[START OF Reading text]

The primary point of concern here is the speculation that the federal government wanted to acquire most or all of the land in Harney County, Oregon, where it currently holds 3/4ths of the deeds, and that there has been more pressure put on locals to sell their land to the BLM. According to the Wall Street Journal, this especially holds true for the Hammond family, which as one of the last private owners in the Harney Basin has experienced harassment from the feds over water rights, grazing permit revocation, restricted property access, and more.

 

In the case of the Hammonds, they have paid $400,000 to the federal government to settle the civil suit for the cost of fighting the fires, which if they had not been able to pay by December 31st, 2015 the government would’ve seized the property they had been after for payment. But that might not have been all that the government was seeking. From OregonLive.com: “The settlement also required the Hammonds to give the land bureau first chance at buying a particular ranch parcel adjacent to public land if they intended to sell. For some, this was evidence that the government all along was after the Hammond ground to add to its Steens Mountain holdings.”

Fortunately, many people came to the defense of the Hammonds, resulting in a full Presidential pardon on July 10th, 2018. We’d like to think this is the last the Hammonds have heard from the federal government; but if history teaches us anything, that will not be the case.

[END OF Reading text]

Given instruction 1: According to the text about the Hammond family, how much did the Hammonds pay the federal government to settle the civil suit?
Given instruction 2: Say whether each statement agrees with the text about the Hammond family, and quote the words from the text that decide it. (a) The federal government currently holds three quarters of the deeds in Harney County, Oregon. (b) The Hammond family is one of the first private owners in the Harney Basin. (c) The Hammonds received a partial Presidential pardon in 2018.
Given instruction 3: Retype the part of the text about the Hammond family starting with "The primary point" and going on through "access, and more.".

[START OF Dataset extract]

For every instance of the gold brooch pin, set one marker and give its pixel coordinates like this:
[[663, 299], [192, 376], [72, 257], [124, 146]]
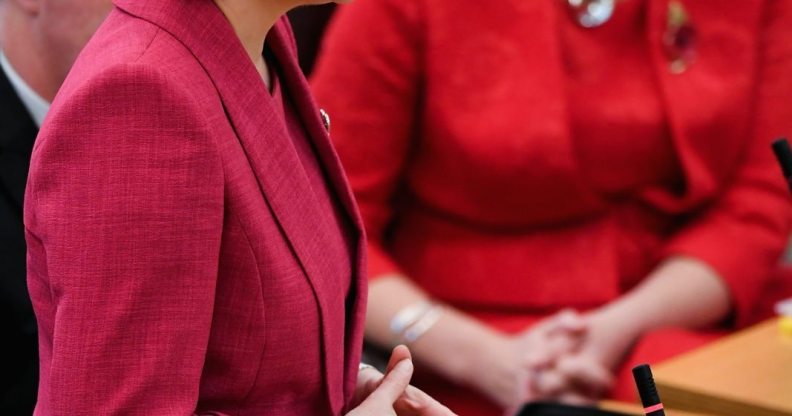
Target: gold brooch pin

[END OF Dataset extract]

Full response 1: $400,000

Full response 2:
(a) Yes: "where it currently holds 3/4ths of the deeds"
(b) No: "as one of the last private owners in the Harney Basin"
(c) No: "resulting in a full Presidential pardon on July 10th, 2018"

Full response 3:
The primary point of concern here is the speculation that the federal government wanted to acquire most or all of the land in Harney County, Oregon, where it currently holds 3/4ths of the deeds, and that there has been more pressure put on locals to sell their land to the BLM. According to the Wall Street Journal, this especially holds true for the Hammond family, which as one of the last private owners in the Harney Basin has experienced harassment from the feds over water rights, grazing permit revocation, restricted property access, and more.